• _WORK TASK_: Reproduce the entire listing below exactly.

--- INPUT DATA Enclosed Below ---

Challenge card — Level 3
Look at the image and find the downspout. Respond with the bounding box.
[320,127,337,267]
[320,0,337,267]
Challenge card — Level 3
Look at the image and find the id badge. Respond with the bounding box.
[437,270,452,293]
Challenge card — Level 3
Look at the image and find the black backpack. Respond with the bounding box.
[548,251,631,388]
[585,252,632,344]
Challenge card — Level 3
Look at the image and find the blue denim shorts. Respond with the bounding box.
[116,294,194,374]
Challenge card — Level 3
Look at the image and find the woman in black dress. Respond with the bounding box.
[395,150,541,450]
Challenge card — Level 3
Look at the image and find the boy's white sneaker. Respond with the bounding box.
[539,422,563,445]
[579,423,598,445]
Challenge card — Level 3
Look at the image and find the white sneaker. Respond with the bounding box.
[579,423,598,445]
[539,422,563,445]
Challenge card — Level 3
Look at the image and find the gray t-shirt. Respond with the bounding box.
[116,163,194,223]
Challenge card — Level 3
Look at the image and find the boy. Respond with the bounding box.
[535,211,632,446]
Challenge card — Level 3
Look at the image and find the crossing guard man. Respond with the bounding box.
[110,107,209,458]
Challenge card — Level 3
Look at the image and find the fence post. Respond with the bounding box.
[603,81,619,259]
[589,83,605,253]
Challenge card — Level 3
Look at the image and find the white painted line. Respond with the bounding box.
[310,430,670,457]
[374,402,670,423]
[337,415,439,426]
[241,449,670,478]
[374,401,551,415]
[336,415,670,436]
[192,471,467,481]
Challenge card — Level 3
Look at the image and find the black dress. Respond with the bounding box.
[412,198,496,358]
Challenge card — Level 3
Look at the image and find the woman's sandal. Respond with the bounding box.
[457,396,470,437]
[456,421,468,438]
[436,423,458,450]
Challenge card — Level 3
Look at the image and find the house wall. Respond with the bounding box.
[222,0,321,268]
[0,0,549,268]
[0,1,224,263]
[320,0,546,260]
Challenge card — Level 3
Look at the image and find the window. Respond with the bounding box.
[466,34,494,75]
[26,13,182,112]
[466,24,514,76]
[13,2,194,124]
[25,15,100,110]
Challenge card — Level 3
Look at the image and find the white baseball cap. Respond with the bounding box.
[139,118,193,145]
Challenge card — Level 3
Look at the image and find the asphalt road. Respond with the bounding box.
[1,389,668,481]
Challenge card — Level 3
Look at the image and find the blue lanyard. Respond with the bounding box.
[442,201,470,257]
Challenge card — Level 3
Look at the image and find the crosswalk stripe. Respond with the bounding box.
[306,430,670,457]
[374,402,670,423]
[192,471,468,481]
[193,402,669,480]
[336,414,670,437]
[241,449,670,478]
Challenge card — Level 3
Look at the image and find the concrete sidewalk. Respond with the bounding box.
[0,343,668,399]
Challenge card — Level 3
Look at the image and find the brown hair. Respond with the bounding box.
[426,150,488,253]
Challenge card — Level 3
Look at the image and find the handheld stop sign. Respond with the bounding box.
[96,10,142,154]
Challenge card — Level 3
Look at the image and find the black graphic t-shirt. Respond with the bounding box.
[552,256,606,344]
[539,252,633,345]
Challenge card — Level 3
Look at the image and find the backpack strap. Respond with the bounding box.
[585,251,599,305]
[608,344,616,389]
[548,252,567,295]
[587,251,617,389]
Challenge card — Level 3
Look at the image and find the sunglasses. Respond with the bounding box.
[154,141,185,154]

--- End of Enclosed INPUT DATA ---

• _WRITTEN SOLUTION_:
Challenge card — Level 3
Look at the image and find the downspout. Respond with the bounding box.
[320,127,337,267]
[320,0,337,267]
Challenge card — Level 3
Look at the image and find the id badge. Respond with the bounding box.
[437,270,452,293]
Challenge card — Level 3
Look at the image and find the black backpack. Respond with the bounding box.
[548,251,631,388]
[585,252,632,344]
Challenge card — Level 3
Look at the image and find the blue denim shorts. Respond with the bounding box.
[116,294,194,374]
Challenge card — Level 3
Look at the image and find the woman in black dress. Respond with the bounding box.
[395,150,541,450]
Challenge card — Level 3
Look at the image and find the boy's white sneaker. Respond with the bounding box.
[539,422,563,445]
[579,423,598,445]
Challenge card — Level 3
Look at the image and find the white sneaker. Respond with the bounding box.
[579,423,598,445]
[539,422,563,445]
Challenge card — Level 3
Look at the image and find the gray t-shirt. Respond with the bounding box.
[116,163,194,223]
Challenge card — Level 3
Look at the image and find the boy. Respond with the bounding box.
[535,211,632,446]
Challenge card — Level 3
Look at the image and find the crossing guard man. Respond with the bounding box.
[110,107,209,458]
Challenge card — Level 3
Look at the image and find the fence post. Respond with the bounding box.
[603,81,619,259]
[589,83,605,253]
Challenge card — Level 3
Look at the image and find the white painted line. Respond with the bounding box.
[310,430,670,457]
[374,402,670,423]
[337,415,439,426]
[241,449,670,478]
[374,401,551,415]
[336,415,670,436]
[192,471,467,481]
Challenge card — Level 3
Look at the image and find the black dress. Respond with the bounding box.
[412,198,496,358]
Challenge card — Level 3
Look at the image and find the woman's sandal. Respond with the bounding box.
[457,396,470,437]
[456,421,468,438]
[436,423,458,450]
Challenge card — Level 3
Look at the image and find the house wall. Respond with the bounding box.
[222,0,321,268]
[0,0,549,268]
[0,1,224,263]
[320,0,546,260]
Challenge card — Level 3
Look at the image and find the window. Respond with the bounding box.
[466,34,494,75]
[26,13,182,112]
[466,24,514,76]
[13,2,194,124]
[25,15,100,110]
Challenge card — Level 3
Look at the image and find the white baseball cap. Respond with the bounding box.
[139,118,193,145]
Challenge card — Level 3
Look at the image and find the asphalt road. Respond with the bounding box.
[1,389,668,481]
Challenge card — Level 3
Look at the image and find the blue lanyard. Respond with the bounding box.
[442,201,470,257]
Challenge card — Level 3
Look at the image and find the crosswalk stripe. Respond with the bounding box.
[306,430,670,457]
[374,402,670,423]
[192,471,468,481]
[193,402,669,480]
[336,414,670,437]
[241,449,670,478]
Challenge card — Level 3
Look at the image and find the concrete sidewalk. Respond with the bounding box.
[0,343,668,399]
Challenge card — Level 3
Look at the image and find the brown hair. Respond with the bounding box.
[426,150,488,253]
Challenge card — Level 3
Look at the image and find the handheld stop sign. Respond with the bounding box.
[96,10,142,154]
Challenge card — Level 3
Look at the image and find the black graphic t-shirt. Respond with the bounding box.
[552,256,606,344]
[539,252,633,345]
Challenge card — Level 3
Look at the image and find the backpack strap. Respond with the bounding box.
[585,251,599,305]
[608,344,616,389]
[548,252,567,295]
[587,251,617,389]
Challenge card — Level 3
Look at the image and find the sunglasses. Respond with the bounding box.
[154,141,185,154]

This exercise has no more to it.